AIM OF THE TASK: Output range, inclusive: from the line containing "Target: bird's head" to the line containing "of the small". Restate those lines from the data below word for word and only those.

DATA TO PROCESS:
********************

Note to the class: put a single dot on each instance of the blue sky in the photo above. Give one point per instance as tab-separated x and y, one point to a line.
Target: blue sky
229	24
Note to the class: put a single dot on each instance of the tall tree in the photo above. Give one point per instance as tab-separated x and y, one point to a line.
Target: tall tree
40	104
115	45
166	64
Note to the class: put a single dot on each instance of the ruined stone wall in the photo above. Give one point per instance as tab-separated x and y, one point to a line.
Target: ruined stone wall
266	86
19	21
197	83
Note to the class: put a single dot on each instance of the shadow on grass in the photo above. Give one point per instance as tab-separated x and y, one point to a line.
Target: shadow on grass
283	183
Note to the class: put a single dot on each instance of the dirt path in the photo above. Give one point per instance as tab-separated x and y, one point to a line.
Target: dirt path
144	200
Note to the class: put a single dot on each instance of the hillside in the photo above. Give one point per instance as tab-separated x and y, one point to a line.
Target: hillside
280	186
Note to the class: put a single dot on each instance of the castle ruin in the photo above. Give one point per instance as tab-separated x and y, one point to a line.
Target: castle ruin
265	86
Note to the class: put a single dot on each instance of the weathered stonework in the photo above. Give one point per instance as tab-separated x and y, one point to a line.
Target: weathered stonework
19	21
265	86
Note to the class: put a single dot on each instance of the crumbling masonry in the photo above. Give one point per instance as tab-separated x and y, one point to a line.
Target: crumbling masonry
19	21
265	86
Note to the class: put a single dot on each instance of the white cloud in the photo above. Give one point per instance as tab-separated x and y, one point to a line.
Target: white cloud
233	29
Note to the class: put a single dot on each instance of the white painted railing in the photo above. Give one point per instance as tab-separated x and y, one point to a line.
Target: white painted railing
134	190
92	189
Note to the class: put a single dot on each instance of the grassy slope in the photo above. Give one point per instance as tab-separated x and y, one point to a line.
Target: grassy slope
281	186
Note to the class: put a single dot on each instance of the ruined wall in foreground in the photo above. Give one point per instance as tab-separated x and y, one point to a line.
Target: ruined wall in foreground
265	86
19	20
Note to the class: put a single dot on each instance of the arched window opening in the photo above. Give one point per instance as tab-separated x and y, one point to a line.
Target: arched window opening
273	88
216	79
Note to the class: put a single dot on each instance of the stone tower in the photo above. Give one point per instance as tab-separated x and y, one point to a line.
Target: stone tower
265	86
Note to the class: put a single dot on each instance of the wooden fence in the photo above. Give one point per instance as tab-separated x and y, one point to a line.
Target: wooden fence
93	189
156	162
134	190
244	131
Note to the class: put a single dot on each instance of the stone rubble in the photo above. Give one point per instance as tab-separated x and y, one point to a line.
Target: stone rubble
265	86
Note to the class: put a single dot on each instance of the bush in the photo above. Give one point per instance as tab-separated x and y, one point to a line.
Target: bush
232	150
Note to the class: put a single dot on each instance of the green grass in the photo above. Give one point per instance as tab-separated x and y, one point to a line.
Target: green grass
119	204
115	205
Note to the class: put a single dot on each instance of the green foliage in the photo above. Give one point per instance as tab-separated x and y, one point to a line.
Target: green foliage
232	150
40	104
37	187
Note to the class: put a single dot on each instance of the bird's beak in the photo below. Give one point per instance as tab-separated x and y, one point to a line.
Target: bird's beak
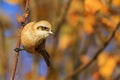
50	32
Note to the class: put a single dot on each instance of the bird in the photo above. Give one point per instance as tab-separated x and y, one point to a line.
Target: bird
33	38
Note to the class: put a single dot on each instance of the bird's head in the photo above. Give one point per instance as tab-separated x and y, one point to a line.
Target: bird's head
43	28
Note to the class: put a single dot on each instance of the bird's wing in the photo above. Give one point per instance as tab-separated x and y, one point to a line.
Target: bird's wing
40	49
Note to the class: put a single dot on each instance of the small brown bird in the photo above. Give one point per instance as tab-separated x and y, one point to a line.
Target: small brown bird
33	38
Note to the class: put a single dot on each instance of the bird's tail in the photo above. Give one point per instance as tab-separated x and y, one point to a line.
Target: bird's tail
46	56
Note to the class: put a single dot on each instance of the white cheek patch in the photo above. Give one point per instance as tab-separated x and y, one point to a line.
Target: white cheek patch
43	34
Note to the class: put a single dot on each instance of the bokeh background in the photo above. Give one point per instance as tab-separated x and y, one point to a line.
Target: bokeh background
81	28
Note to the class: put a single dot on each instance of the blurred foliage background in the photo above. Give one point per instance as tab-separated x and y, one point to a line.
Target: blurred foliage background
81	27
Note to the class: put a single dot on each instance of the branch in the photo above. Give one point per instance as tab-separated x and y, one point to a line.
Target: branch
19	41
84	66
63	18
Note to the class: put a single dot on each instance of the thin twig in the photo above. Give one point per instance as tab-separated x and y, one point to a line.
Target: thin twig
63	18
19	41
59	25
84	66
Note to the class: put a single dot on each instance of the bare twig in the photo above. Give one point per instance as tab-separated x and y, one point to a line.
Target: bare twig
63	18
84	66
59	25
19	41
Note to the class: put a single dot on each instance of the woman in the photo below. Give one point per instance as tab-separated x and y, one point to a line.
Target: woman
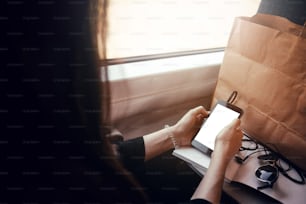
53	146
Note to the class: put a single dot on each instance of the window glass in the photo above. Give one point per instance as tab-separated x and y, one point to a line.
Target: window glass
143	27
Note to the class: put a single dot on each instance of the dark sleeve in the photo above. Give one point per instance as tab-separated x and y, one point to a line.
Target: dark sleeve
199	201
295	11
131	153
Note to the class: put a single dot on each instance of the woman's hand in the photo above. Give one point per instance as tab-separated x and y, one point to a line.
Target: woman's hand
185	129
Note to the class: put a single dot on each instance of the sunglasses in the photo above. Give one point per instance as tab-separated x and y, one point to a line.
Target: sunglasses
271	167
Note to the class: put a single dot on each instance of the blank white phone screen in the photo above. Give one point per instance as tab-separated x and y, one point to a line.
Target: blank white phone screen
218	119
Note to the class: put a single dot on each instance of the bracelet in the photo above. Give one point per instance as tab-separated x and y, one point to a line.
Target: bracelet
172	138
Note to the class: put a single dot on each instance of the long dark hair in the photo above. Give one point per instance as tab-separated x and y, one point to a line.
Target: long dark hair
54	108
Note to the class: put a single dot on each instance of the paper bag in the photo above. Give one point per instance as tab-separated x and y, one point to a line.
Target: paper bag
265	62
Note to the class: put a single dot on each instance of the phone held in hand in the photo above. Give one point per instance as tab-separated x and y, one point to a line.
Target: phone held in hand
222	115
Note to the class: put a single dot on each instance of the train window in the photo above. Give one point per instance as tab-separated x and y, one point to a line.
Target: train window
146	27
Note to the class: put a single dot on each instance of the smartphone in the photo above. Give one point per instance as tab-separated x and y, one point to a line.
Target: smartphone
221	115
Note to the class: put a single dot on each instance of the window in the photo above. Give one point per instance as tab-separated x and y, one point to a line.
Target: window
146	27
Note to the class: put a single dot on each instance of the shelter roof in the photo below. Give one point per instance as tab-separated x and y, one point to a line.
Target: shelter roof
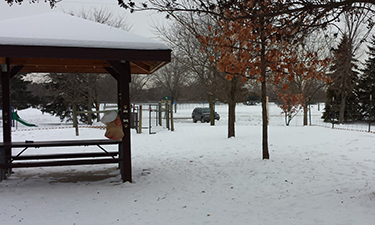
57	42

********************

YOUR RESPONSE:
Target: bird's head
43	28
Note to the class: put a single dot on each instance of the bird's wing in the photo above. Give one point per instance as tab-separated x and y, one point to a line.
Target: bird's wing
40	49
Note to the class: put a single dot on each instance of the small brown bird in the photo above. Give one point per instance as tab-separated x and y, one point to a line.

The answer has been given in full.